## BEGIN Page

Part of their contract with DWP states that they have to provide two mandatory bits of training – Job Search training and Interview Techniques. While I agree a large number of the people referred to them will need help with this, it’s a waste of time and resources to put everyone through it regardless of need and/or ability. My interview technique is, according to feedback, excellent. Where I have lost out has been to other candidates with slightly more experience in specific areas. This is not something you can learn to overcome. When I used to contract I would have an interview every two to three months as part of getting my next placement. This really hones your skills. These mandatory courses are exceptionally blunt instruments that won’t give the right support to those who need it and will alienate those with a good grounding in the skills.

We have an office in your area with a dedicated specialist who can work with you to meet your recruitment needs. Call us on 0800 321 3160 to be referred to your local specialist.

In all honesty, even if I did think employing an 18-to-24 year old at apprentice wages for six months was a splendid idea, which I don’t, Ingeus is not where I’d turn to find new workers. Why support an Australian billionaire and a lobbying accountancy firm? Not to mention that the real stories – not the glossy testimonials provided by DWP – are invariably less than happy about Ingeus’s value as a recruiter:

A couple of weeks ago I had two interviews and my first appointment with Ingeus. I’d got the expenses forms in advance from JCP as I was supposed to do, attended the interviews and then submitted the forms. I was then told that Ingeus were responsible as I had been signed over to them before the interview dates, despite not having had an appointment with them. Today I went to Ingeus and tried to get reimbursed, only to be told that as I hadn’t got the travel pre-approved they couldn’t pay me. As one of the interviews was in London and the other was in Cambridge, this involved considerable expense. Train failures on the day of the London interview meant I had to drive, despite having already bought the tickets (to save money). As a condition of getting JSA, I have to attend every interview I’m offered. As a result of this fiasco, I’m over £120 out of pocket. JSA is £67.50 a week, so this is a significant amount. Something like this throws your whole budgeting out for weeks.

According to the boxed testimonial at the foot of this letter, though, at least one supermarket is making use of Ingeus and getting subsidised by the government for doing so:

“I can’t overestimate the amount of time, money, and hassle Ingeus has saved us. The people we interviewed understood our company and our roles – there were no time wasters. Ingeus’ services are free; we even used their premises for all the recruitment activity.” Graeme Cooper, Operations Manager, The Cooperative Food

The Cooperative have said all along they don’t do workfare – only apprenticeships. For which they get subsidised by the government at £2,275 per new employee.

## END Page
## BEGIN Provided material

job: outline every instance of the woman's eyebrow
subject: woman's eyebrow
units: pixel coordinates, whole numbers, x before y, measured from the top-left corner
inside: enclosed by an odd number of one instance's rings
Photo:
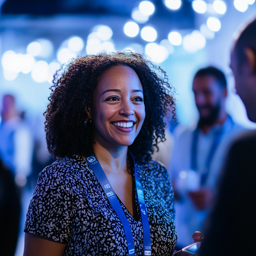
[[[134,92],[142,92],[142,94],[143,94],[143,92],[141,90],[133,90],[132,91],[132,93],[133,93]]]
[[[102,92],[101,94],[102,96],[104,93],[106,92],[121,92],[121,90],[120,90],[119,89],[113,89],[110,90],[107,90]]]

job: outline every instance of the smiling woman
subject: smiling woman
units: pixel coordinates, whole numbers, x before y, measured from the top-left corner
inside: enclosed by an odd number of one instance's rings
[[[54,77],[45,114],[58,160],[39,175],[24,255],[171,255],[173,190],[150,156],[174,110],[165,72],[119,53],[74,60]]]

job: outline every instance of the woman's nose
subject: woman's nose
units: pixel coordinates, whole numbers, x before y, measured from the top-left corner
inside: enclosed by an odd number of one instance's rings
[[[130,116],[134,114],[132,104],[130,100],[123,101],[121,104],[119,114],[122,115]]]

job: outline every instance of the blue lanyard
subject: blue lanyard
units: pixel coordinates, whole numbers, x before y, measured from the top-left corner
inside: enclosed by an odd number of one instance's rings
[[[233,125],[234,124],[234,122],[232,119],[229,116],[228,116],[228,119],[230,121],[231,125]],[[196,170],[198,168],[197,157],[197,144],[199,133],[199,128],[198,126],[193,133],[191,147],[191,169],[194,170]],[[200,183],[201,185],[205,185],[206,183],[210,170],[211,163],[213,158],[214,153],[220,142],[223,133],[224,129],[222,126],[220,130],[216,132],[215,134],[213,143],[210,149],[208,157],[206,158],[205,172],[201,175]]]
[[[138,176],[134,158],[131,153],[130,151],[129,153],[131,159],[133,164],[136,190],[139,200],[140,208],[141,212],[143,229],[143,255],[151,255],[150,230],[147,209],[145,205],[143,189]],[[87,163],[99,180],[106,194],[107,198],[122,223],[127,241],[129,256],[130,255],[131,256],[135,255],[134,244],[131,227],[114,190],[110,184],[109,182],[95,155],[93,154],[90,156],[87,156],[86,158]]]

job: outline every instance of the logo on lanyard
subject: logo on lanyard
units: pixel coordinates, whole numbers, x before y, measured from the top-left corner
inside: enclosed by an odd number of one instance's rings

## END Provided material

## Set tasks
a - Please rewrite the Ingeus post starting with "According to the" and going on through "per new employee.", replacing "supermarket" with "grocery chain".
b - According to the Ingeus post, how much is JSA a week?
c - Do these statements agree with the Ingeus post? (i) Feedback described the writer's interview technique as poor. (ii) One interview was in London and the other was in Cambridge. (iii) Ingeus charges employers for its services. For each, answer yes or no and quote the deciding words.
This material comes from a separate source.

## Per-task answers
a -
According to the boxed testimonial at the foot of this letter, though, at least one grocery chain is making use of Ingeus and getting subsidised by the government for doing so:

“I can’t overestimate the amount of time, money, and hassle Ingeus has saved us. The people we interviewed understood our company and our roles – there were no time wasters. Ingeus’ services are free; we even used their premises for all the recruitment activity.” Graeme Cooper, Operations Manager, The Cooperative Food

The Cooperative have said all along they don’t do workfare – only apprenticeships. For which they get subsidised by the government at £2,275 per new employee.

b - £67.50 a week.

c -
(i) No: "My interview technique is, according to feedback, excellent."
(ii) Yes: "As one of the interviews was in London and the other was in Cambridge"
(iii) No: "Ingeus’ services are free"